**WHAT THIS TASK INVOLVES**
The answer should match the entries that follow exactly, except that no image appears in it.

Dataset entries

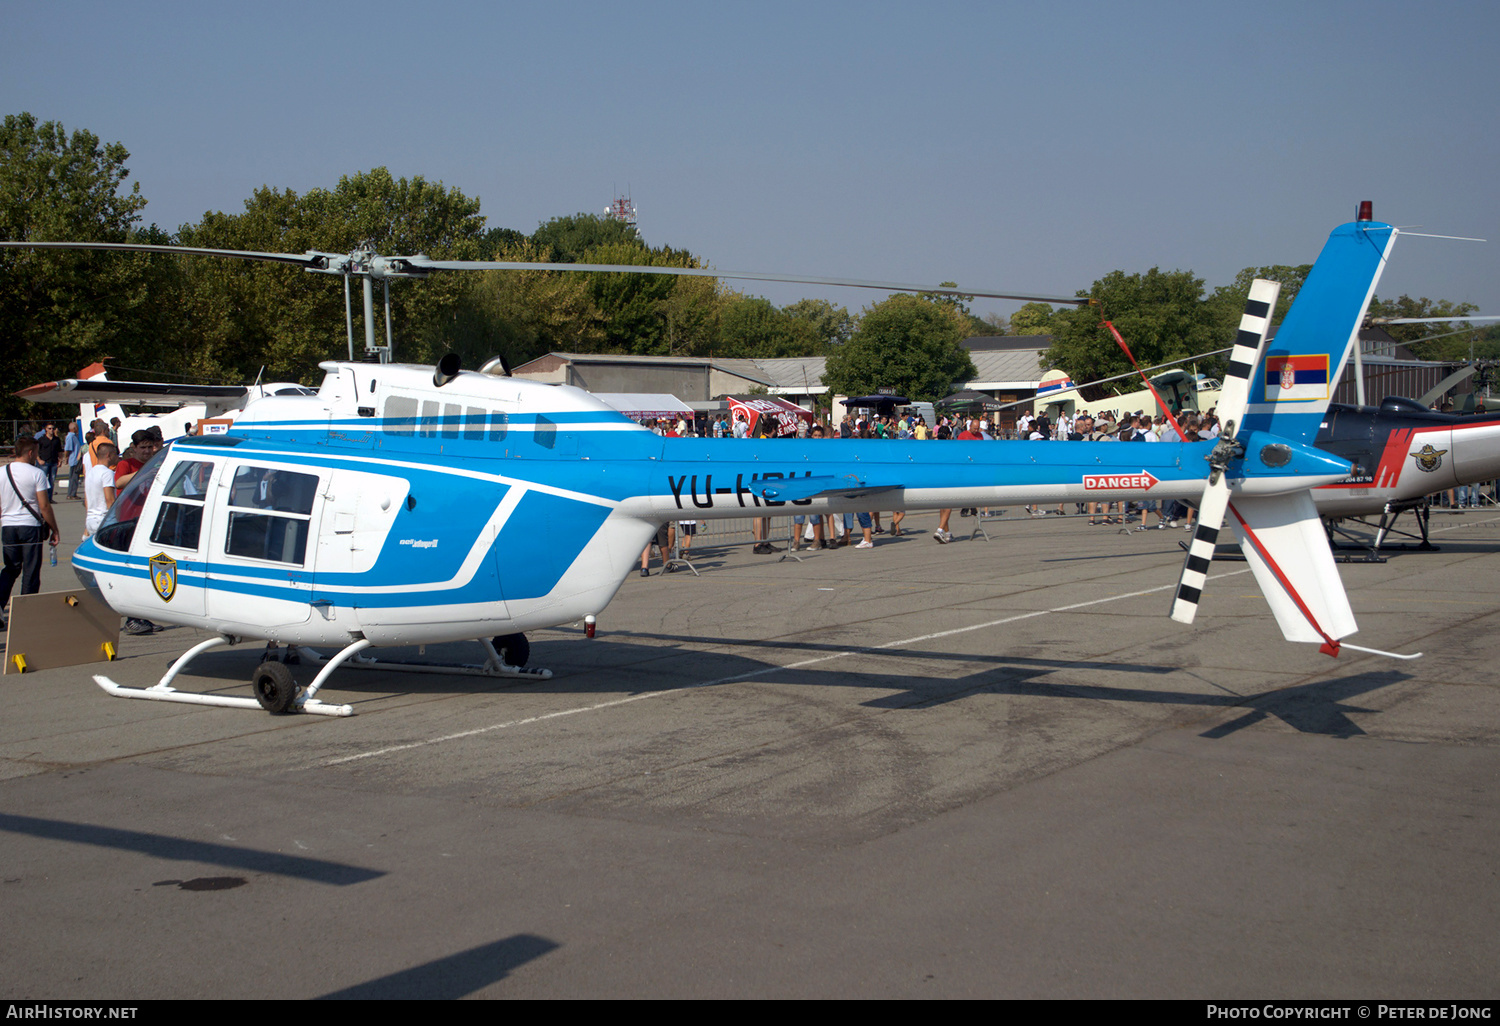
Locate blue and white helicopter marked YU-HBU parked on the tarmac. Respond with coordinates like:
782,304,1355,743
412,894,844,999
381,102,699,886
0,215,1398,716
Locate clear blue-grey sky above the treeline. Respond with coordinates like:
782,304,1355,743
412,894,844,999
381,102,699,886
0,0,1500,321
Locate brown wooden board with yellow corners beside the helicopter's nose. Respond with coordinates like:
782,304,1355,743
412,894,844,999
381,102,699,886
3,588,120,674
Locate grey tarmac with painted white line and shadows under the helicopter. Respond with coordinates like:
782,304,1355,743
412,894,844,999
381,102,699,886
0,501,1500,999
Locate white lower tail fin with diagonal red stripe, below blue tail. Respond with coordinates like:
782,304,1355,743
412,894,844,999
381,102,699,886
1229,492,1359,653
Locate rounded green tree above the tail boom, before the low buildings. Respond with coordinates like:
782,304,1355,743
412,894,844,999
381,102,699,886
824,293,975,402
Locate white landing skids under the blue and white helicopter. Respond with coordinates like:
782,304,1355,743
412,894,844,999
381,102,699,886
95,635,552,716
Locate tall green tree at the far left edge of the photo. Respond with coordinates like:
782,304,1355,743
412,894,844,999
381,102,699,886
0,114,170,417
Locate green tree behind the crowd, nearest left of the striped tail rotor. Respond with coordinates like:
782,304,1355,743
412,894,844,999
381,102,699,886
1044,267,1232,402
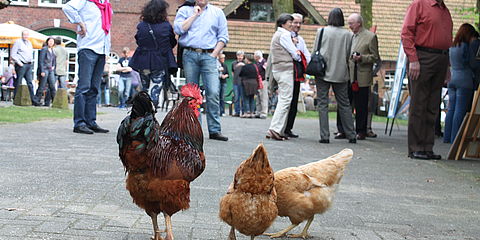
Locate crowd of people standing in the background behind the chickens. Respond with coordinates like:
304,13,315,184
2,0,480,159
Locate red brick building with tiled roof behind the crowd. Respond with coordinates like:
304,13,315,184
0,0,475,86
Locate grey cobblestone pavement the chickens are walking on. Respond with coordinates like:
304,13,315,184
0,105,480,240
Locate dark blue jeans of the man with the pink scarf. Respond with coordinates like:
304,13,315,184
73,49,105,127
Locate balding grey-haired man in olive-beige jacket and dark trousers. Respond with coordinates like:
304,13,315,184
347,13,380,140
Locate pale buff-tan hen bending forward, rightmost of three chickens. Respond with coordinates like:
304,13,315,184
265,149,353,239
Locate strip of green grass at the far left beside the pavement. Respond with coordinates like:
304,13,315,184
0,106,73,123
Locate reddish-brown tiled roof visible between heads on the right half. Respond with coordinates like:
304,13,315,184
209,0,476,61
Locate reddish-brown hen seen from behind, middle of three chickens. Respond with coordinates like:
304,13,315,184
219,144,278,240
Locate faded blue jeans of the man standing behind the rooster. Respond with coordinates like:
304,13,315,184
183,50,222,134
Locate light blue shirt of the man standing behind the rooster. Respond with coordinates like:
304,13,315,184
173,4,228,49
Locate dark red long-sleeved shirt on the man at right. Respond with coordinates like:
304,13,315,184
402,0,453,62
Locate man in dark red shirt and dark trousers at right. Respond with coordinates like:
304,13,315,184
402,0,453,160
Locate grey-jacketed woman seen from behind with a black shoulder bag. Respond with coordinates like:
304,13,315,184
313,8,357,143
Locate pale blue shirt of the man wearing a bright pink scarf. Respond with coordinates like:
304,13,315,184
62,0,111,55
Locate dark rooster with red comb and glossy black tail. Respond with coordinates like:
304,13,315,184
117,84,205,240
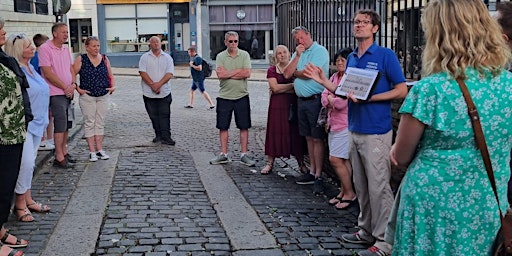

**SOLUTION FOR THIS TASK**
Locate blue and white helicopter marked YU-HBU parked on the tarmac. Respond with coordinates like:
782,304,1355,743
412,894,844,999
381,102,699,886
0,215,1398,716
Locate clear blue-grey sky above the treeline. Respond with coordinates like:
782,304,1355,743
412,894,844,999
381,102,699,886
0,0,1500,321
Locate brown wooden board with yellow corners beside the helicopter's nose. Respond with coordinates like:
782,304,1355,743
412,894,844,999
381,102,699,886
3,588,120,674
Locate grey tarmac with painted white line and shadows under the helicopter. Respond with coordinates like:
782,304,1355,743
412,894,844,999
381,102,699,886
0,501,1500,999
Locate white lower tail fin with diagonal red stripe, below blue tail. Respond with coordinates like:
782,304,1355,743
412,894,844,999
381,102,699,886
1229,492,1359,653
Locate rounded green tree above the tail boom, before the low buildings. Respond with coordinates like:
782,304,1355,743
412,894,844,999
381,102,699,886
824,293,975,402
Locate white landing skids under the blue and white helicopter. Respond with coordinates like:
782,304,1355,743
412,894,844,999
381,102,699,886
95,635,552,716
Locate tall green tree at the far left edge of the photo. Respond with coordinates like:
782,304,1355,743
412,894,844,999
381,102,699,886
0,114,170,417
Locate green tree behind the crowd, nearest left of the striped tail rotor. Respond with coordinates like:
782,304,1355,743
412,894,844,999
381,102,699,886
1044,267,1232,402
Locate crowd of people standing in the background behind the chickens. Respond with coordinates like:
304,13,315,184
2,0,480,159
Locate red brick building with tiled roof behind the crowd. Respond with coordinates like:
304,13,315,184
0,0,475,86
Locate grey cobblestone pavement the chickens are walking on. Respond with coordinates like:
304,13,315,184
0,105,480,240
Locate dark blue jeans of the man with the pink scarf. Respond with coordinates like:
304,13,315,184
73,49,105,127
Locate balding grey-haired man in olive-beige jacket and dark trousers. Respond with coordinates like:
304,13,315,184
347,13,380,140
Locate pale buff-tan hen bending forward, rightmost of three chickens. Respond with coordinates like:
304,13,315,184
265,149,353,239
Locate strip of green grass at the far left beside the pavement. Respond with coordinates like:
304,13,315,184
0,106,73,123
Locate reddish-brown tiled roof visible between heads on the right half. Respond with coordinates like:
304,13,315,184
209,0,476,61
Locate reddish-brown hen seen from behind, middle of three chickens. Respond with coordinates like:
304,13,315,184
219,144,278,240
Locate faded blue jeans of the man standing behind the rooster. Respond with coordinates like:
304,13,315,184
183,50,222,134
Locate light blue shirt of the man standing behind the rooster. Respond with coordinates like:
304,13,315,184
173,4,228,49
Locate dark red long-sleeved shirt on the man at right. Respond with coordinates like:
304,13,315,184
402,0,453,62
Locate man in dark red shirt and dark trousers at right. Respond with coordinates like:
304,13,315,184
402,0,453,160
Locate grey-jacketed woman seen from behind with a black shoulder bag. Respond with coordinates like:
304,13,315,184
313,8,357,143
Locate pale blue shirt of the man wearing a bright pink scarf. Respond with coordinates like:
304,13,315,184
62,0,111,55
Locate dark rooster with red comb and glossy black tail. Respond with coordinates like:
304,13,315,184
117,84,205,240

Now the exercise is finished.